# START OF DATASET

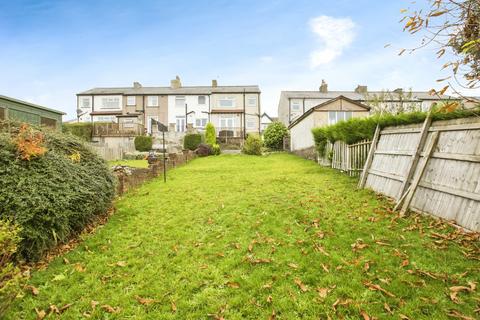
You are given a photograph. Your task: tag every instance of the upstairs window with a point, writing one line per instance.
(336, 116)
(180, 101)
(152, 101)
(110, 103)
(131, 100)
(226, 102)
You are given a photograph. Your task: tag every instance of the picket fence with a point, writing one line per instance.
(349, 158)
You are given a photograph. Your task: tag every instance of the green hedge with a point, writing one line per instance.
(83, 130)
(53, 195)
(143, 143)
(191, 141)
(11, 278)
(357, 129)
(253, 145)
(274, 135)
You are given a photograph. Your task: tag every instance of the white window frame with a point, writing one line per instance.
(131, 100)
(180, 101)
(152, 101)
(224, 99)
(250, 103)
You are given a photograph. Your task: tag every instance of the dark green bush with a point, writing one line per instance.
(10, 276)
(192, 141)
(143, 143)
(210, 135)
(357, 129)
(53, 196)
(83, 130)
(274, 135)
(253, 145)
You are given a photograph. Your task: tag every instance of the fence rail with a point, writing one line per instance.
(348, 158)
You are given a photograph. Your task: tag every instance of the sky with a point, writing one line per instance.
(51, 50)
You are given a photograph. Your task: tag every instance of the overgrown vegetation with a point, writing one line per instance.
(274, 135)
(83, 130)
(10, 275)
(191, 141)
(357, 129)
(240, 237)
(53, 194)
(253, 145)
(143, 143)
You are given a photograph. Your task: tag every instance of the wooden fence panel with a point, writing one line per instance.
(449, 186)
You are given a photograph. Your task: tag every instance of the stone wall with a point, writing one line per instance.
(129, 178)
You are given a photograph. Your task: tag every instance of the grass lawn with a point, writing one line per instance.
(130, 163)
(274, 237)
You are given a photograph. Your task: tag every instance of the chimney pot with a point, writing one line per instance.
(324, 87)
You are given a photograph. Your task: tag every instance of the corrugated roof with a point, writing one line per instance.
(31, 104)
(415, 95)
(172, 91)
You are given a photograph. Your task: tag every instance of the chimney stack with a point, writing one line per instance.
(176, 83)
(324, 87)
(137, 85)
(361, 89)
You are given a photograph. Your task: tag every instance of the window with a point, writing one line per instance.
(226, 102)
(152, 101)
(85, 103)
(111, 103)
(131, 100)
(227, 122)
(336, 116)
(295, 106)
(180, 101)
(200, 123)
(180, 124)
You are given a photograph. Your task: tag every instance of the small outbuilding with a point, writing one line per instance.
(327, 113)
(14, 109)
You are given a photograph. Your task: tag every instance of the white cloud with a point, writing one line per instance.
(335, 34)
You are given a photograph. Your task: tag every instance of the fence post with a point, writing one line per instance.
(421, 169)
(416, 156)
(368, 163)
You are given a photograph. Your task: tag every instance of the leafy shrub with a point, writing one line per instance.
(216, 149)
(83, 130)
(274, 135)
(253, 145)
(357, 129)
(143, 143)
(53, 196)
(210, 135)
(191, 141)
(204, 150)
(10, 276)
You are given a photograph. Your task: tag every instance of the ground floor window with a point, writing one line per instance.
(180, 125)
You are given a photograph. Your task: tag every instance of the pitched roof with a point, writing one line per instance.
(323, 104)
(395, 96)
(172, 91)
(31, 104)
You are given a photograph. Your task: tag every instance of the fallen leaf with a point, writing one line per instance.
(110, 309)
(235, 285)
(301, 285)
(41, 314)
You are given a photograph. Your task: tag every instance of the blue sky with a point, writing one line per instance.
(50, 50)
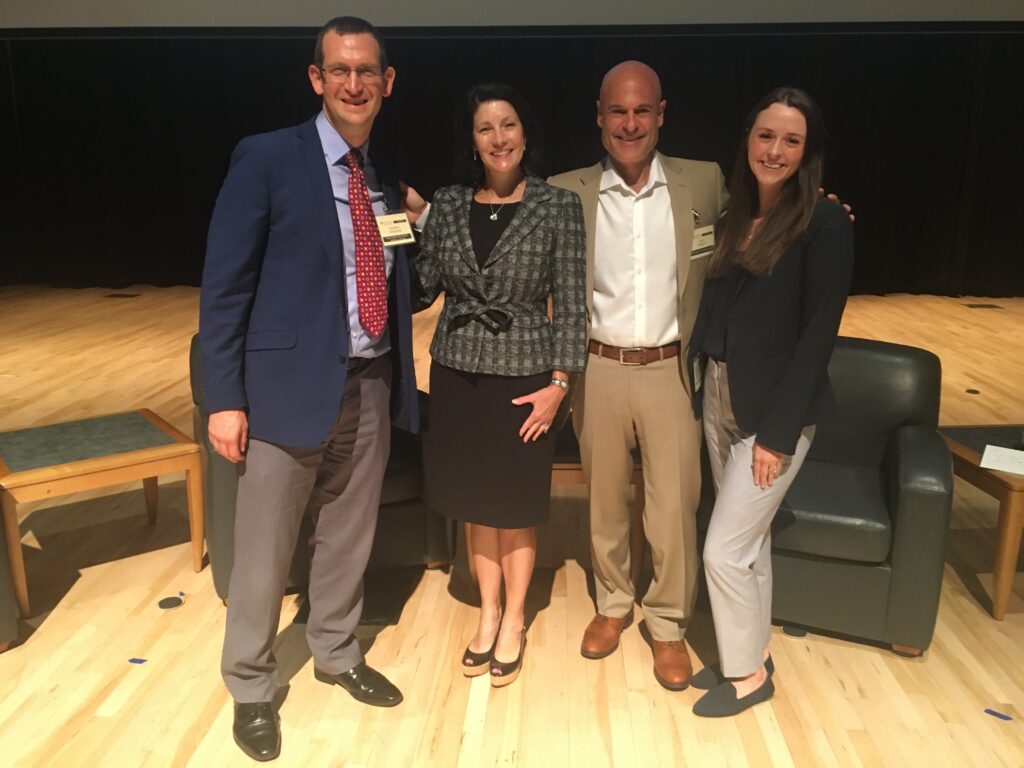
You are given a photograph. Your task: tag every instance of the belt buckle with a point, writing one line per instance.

# END OF DATASET

> _YOUR TASK_
Rewrite the lines from the one containing "of the small" through the end of the lines, changing "photograph" to "photo" and keeping everything else the same. Leave the pictures out.

> _RESULT OF THE EXERCISE_
You are given a photo. Your task: tag every instance of the small outbuilding with a point, writing one line per instance.
(327, 113)
(14, 109)
You are given a photo. Your task: tag every instance of the white cloud with a point, writing one line per instance.
(335, 34)
You are given a photo. Your task: tag every instance of the fence post with a point, writing one line per instance.
(421, 169)
(416, 156)
(368, 163)
You are given a photo. Your task: tag every instance of the leafy shrub with a point, writing one line per instance.
(216, 149)
(83, 130)
(274, 135)
(253, 145)
(357, 129)
(143, 143)
(53, 196)
(210, 135)
(191, 141)
(204, 150)
(10, 276)
You are given a photo. Your task: tag every instance of the ground floor window with a point, writing one line per instance.
(180, 125)
You are given a photo. Your task: tag every instance of the pitched roof with a point, writing one line per instance.
(323, 104)
(395, 96)
(172, 91)
(31, 104)
You are given a photo. Your task: tag every instance of the fallen leaf with a point, writing one line per instance.
(110, 309)
(235, 285)
(301, 285)
(41, 314)
You are given a photo. Your task: tag every instance of the blue sky with a point, writing one line per instance.
(50, 50)
You are given a photo. Your task: tag every instance of the belt buckle with a point, writing one line per instance.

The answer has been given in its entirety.